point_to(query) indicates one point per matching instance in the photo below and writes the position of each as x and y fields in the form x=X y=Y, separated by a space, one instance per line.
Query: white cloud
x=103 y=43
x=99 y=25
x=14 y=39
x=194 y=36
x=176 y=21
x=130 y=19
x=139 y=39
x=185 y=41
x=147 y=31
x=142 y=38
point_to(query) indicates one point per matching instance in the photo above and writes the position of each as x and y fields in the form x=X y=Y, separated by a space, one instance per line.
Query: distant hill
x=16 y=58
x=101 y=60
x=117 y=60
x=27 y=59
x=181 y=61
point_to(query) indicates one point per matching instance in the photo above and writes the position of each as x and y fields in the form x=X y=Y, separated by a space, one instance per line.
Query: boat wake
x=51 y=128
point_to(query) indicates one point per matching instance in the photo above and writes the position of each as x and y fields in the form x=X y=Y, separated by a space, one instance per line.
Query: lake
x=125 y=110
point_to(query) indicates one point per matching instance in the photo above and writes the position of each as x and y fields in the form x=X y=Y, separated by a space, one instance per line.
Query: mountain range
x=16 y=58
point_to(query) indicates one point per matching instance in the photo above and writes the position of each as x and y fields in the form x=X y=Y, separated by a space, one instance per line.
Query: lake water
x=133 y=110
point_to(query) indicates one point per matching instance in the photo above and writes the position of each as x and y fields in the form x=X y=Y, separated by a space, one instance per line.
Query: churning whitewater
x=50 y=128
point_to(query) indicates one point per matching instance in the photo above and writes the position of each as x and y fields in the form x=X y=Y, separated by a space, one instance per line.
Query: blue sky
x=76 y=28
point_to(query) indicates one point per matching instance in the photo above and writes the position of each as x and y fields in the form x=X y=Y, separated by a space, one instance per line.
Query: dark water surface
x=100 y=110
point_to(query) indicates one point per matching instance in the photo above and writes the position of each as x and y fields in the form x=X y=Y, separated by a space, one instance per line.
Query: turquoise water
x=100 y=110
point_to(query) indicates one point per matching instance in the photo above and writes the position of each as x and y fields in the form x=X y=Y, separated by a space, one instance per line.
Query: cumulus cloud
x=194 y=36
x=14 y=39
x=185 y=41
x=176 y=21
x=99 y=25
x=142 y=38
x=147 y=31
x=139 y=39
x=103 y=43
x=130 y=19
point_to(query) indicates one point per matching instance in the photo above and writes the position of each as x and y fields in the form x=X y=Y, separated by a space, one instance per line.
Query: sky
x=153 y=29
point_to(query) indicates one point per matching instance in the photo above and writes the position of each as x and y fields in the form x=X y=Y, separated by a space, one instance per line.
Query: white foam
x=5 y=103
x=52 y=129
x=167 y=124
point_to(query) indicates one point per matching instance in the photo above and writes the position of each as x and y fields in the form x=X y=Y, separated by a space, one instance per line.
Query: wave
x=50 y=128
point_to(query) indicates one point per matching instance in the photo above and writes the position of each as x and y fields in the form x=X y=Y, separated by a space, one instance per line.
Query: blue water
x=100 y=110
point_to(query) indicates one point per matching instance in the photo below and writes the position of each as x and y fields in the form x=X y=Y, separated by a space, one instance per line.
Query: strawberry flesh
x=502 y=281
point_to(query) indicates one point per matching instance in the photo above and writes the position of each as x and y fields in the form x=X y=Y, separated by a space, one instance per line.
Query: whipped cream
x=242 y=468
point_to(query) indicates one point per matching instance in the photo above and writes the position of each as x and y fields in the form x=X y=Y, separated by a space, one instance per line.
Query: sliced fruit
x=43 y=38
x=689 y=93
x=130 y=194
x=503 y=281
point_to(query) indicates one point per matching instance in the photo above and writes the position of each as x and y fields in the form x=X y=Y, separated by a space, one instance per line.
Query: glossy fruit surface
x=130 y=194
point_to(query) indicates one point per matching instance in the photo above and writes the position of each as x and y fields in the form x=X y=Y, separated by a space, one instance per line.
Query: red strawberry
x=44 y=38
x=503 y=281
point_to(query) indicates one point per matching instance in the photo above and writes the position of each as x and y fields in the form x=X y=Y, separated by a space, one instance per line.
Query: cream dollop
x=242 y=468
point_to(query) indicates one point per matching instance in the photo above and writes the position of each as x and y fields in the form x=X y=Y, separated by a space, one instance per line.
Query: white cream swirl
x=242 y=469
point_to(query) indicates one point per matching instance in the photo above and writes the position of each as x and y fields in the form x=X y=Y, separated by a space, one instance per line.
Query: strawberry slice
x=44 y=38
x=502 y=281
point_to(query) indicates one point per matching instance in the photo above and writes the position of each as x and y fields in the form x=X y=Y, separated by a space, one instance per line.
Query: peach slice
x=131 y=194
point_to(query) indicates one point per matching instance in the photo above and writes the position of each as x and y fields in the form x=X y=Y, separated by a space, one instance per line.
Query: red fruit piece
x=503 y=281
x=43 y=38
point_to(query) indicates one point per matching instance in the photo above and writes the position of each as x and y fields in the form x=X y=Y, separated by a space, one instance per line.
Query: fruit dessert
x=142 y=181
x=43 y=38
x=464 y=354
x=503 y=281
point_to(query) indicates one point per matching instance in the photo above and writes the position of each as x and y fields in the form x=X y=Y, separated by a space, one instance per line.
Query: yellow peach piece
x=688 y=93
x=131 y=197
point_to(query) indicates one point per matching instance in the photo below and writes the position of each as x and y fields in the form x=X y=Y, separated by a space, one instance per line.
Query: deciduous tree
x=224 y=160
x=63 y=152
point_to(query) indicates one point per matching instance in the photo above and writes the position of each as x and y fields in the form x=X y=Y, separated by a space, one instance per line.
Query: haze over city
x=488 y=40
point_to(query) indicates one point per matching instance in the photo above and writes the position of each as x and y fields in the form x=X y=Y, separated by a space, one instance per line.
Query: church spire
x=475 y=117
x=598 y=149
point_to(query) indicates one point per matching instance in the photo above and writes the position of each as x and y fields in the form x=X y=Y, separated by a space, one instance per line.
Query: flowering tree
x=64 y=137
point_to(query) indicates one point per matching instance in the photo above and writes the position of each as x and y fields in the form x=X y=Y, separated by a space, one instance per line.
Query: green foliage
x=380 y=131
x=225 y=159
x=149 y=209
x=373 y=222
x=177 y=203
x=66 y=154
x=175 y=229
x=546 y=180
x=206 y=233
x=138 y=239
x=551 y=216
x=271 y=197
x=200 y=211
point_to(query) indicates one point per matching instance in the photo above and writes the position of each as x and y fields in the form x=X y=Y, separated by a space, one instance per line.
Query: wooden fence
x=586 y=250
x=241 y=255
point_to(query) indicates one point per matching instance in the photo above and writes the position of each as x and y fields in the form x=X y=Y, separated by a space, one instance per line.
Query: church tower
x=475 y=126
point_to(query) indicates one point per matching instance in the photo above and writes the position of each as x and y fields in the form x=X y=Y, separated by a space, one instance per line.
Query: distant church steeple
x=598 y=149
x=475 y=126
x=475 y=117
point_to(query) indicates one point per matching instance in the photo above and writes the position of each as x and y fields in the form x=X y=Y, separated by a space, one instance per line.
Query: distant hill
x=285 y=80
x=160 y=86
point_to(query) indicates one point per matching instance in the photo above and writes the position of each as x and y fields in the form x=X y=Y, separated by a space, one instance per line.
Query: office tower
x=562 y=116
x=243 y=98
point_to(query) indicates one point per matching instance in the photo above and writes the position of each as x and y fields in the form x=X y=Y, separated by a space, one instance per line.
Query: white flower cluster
**********
> [What is expected]:
Retype all of the data shown above, word for word.

> [Output below]:
point_to(query) indicates one point per matching instance in the photo below and writes the position of each as x and y fields in the form x=X y=Y, separated by a space, one instance per line.
Query: white cloud
x=103 y=43
x=99 y=25
x=14 y=39
x=194 y=36
x=176 y=21
x=130 y=19
x=139 y=39
x=185 y=41
x=147 y=31
x=142 y=38
point_to(query) indicates one point per matching instance in the photo above and writes the position of each as x and y fields in the form x=X y=Y, separated by a space, one instance per line.
Query: distant hill
x=16 y=58
x=101 y=60
x=117 y=60
x=27 y=59
x=181 y=61
point_to(query) indicates one point per matching instance in the photo above and writes the position of each as x and y fields in the form x=X y=Y, separated by a space, one instance per line.
Query: boat wake
x=51 y=128
point_to(query) indicates one point per matching instance in the photo above and writes the position of each as x and y fields in the form x=X y=Y, separated by a space, one instance per line.
Query: lake
x=125 y=110
point_to(query) indicates one point per matching instance in the photo above and writes the position of each as x and y fields in the form x=X y=Y, separated by a space, one instance per line.
Query: mountain range
x=16 y=58
point_to(query) indicates one point per matching instance in the photo above and writes the position of each as x and y fields in the form x=X y=Y, separated by a space, one instance per line.
Query: lake water
x=133 y=110
point_to(query) indicates one point per matching instance in the photo above and writes the position of each as x and y fields in the form x=X y=Y, separated by a space, one instance per line.
Query: churning whitewater
x=50 y=128
point_to(query) indicates one point per matching instance in the photo above and writes the position of each as x and y fields in the form x=X y=Y, separated by a space, one instance per line.
Query: blue sky
x=76 y=28
point_to(query) indicates one point per matching instance in the photo above and writes the position of each as x and y fields in the form x=X y=Y, separated by a space, one instance per line.
Query: dark water surface
x=100 y=110
point_to(query) indicates one point per matching instance in the photo above and writes the position of each as x and y fields in the form x=X y=Y, separated by a space, one instance per line.
Query: turquoise water
x=100 y=110
point_to(query) indicates one point per matching instance in the photo above and writes the position of each as x and y fields in the form x=X y=Y, separated by a space, one instance per line.
Query: cumulus cloud
x=194 y=36
x=14 y=39
x=185 y=41
x=176 y=21
x=99 y=25
x=142 y=38
x=147 y=31
x=139 y=39
x=103 y=43
x=130 y=19
point_to(query) indicates one point per matching instance in the photo above and writes the position of each as x and y fields in the form x=X y=Y, separated by a space, one instance per line.
Query: sky
x=153 y=29
point_to(query) indicates one point per matching instance in the photo above and writes the position of each as x and y fields in the form x=X y=Y, separated by a space, one instance per line.
Query: white foam
x=5 y=103
x=52 y=129
x=167 y=124
point_to(query) indicates one point per matching instance in the photo above and writes the position of each as x and y fields in the form x=X y=Y, separated by a space, one instance per line.
Query: wave
x=50 y=128
point_to(query) indicates one point per matching instance in the photo above and writes the position of each as x and y fields in the form x=X y=Y, separated by a space, one instance per line.
Query: blue water
x=100 y=110
point_to(query) indicates one point per matching instance in the photo below and writes the position of each as x and y fields in the form x=X y=Y, separated by a space, one instance per line.
Query: strawberry flesh
x=502 y=281
point_to(query) indicates one point per matching instance in the photo above and writes the position of each as x and y fields in the form x=X y=Y, separated by a space, one instance per line.
Query: whipped cream
x=242 y=468
point_to(query) indicates one point per matching instance in the photo above and writes the position of each as x and y fields in the form x=X y=Y, separated by a space, one instance per line.
Query: sliced fruit
x=43 y=38
x=689 y=93
x=130 y=194
x=503 y=281
point_to(query) indicates one point per matching instance in the photo above and writes the position of each as x and y fields in the form x=X y=Y, separated by a space, one instance per line.
Query: glossy fruit surface
x=130 y=194
point_to(query) indicates one point per matching instance in the photo above and writes the position of each as x and y fields in the form x=X y=Y, separated by a space, one instance per line.
Query: red strawberry
x=44 y=38
x=503 y=281
point_to(query) indicates one point per matching instance in the photo above and writes the position of each as x and y fields in the form x=X y=Y, separated by a space, one instance per line.
Query: cream dollop
x=242 y=468
point_to(query) indicates one point per matching instance in the photo above and writes the position of each as x and y fields in the form x=X y=Y, separated by a space, one instance per line.
Query: white cream swirl
x=242 y=469
point_to(query) indicates one point per matching instance in the photo above and writes the position of each as x and y fields in the form x=X y=Y, separated by a space, one instance per line.
Query: strawberry slice
x=44 y=38
x=502 y=281
point_to(query) indicates one point per matching instance in the photo above and writes the position of each as x and y fields in the form x=X y=Y, separated by a space, one instance per line.
Query: peach slice
x=131 y=194
point_to(query) indicates one point per matching instance in the photo above and writes the position of each as x and y fields in the form x=X y=Y, separated by a space, one instance per line.
Query: red fruit piece
x=503 y=281
x=43 y=38
point_to(query) indicates one point per matching instance in the photo above and writes the position of each as x and y fields in the form x=X y=Y, separated by a space, one instance per line.
Query: fruit dessert
x=142 y=181
x=43 y=38
x=464 y=354
x=503 y=281
point_to(query) indicates one point per matching instance in the photo above and writes the position of each as x and y fields in the form x=X y=Y, separated by a space, one instance per line.
Query: yellow peach piece
x=688 y=93
x=131 y=197
point_to(query) indicates one point per matching instance in the photo below and writes the position of each as x and y fields in the form x=X y=Y, separated by a space, one instance per line.
Query: deciduous tree
x=224 y=160
x=63 y=152
point_to(query) indicates one point per matching instance in the photo above and writes the position of each as x and y fields in the form x=X y=Y, separated by a space, one instance per line.
Query: haze over city
x=488 y=40
point_to(query) indicates one point per matching instance in the photo above and writes the position of each as x and y fields in the form x=X y=Y, separated by a space, one instance per line.
Query: church spire
x=475 y=117
x=598 y=149
point_to(query) indicates one point per matching instance in the photo above and writes the position of each as x and y fields in the form x=X y=Y, separated by a space, one instance per line.
Query: flowering tree
x=64 y=137
point_to(query) indicates one point per matching instance in the photo above and writes the position of each as x and y fields in the form x=X y=Y, separated by a space, one instance per line.
Query: green foliage
x=380 y=131
x=225 y=159
x=149 y=209
x=373 y=222
x=177 y=203
x=66 y=154
x=175 y=229
x=546 y=180
x=206 y=233
x=138 y=239
x=551 y=216
x=271 y=197
x=200 y=211
point_to(query) indicates one point per matching instance in the photo above and writes the position of each as x and y fields in the form x=X y=Y, separated by a space, one instance per line.
Query: wooden fence
x=586 y=250
x=241 y=255
point_to(query) indicates one point per matching instance in the photo above and writes the position of each as x and y fields in the form x=X y=Y, separated by a space, one instance per line.
Query: church tower
x=475 y=126
point_to(query) indicates one point per matching instance in the photo above and writes the position of each as x and y fields in the form x=X y=Y, separated by a space, one instance per line.
Query: distant church steeple
x=598 y=149
x=475 y=126
x=475 y=117
point_to(query) indicates one point per matching instance in the photo above and writes the position of each as x and y fields in the form x=X y=Y, separated by a space, one instance per line.
Query: distant hill
x=285 y=80
x=160 y=86
point_to(query) indicates one point per matching instance in the photo above and writes the position of each as x and y fields in the form x=X y=Y, separated by a space, one instance per line.
Query: office tower
x=562 y=116
x=243 y=98
point_to(query) indicates one point per matching instance in the photo above and writes the position of each as x and y fields in the form x=X y=Y, separated by a space, one instance per line.
Query: white flower cluster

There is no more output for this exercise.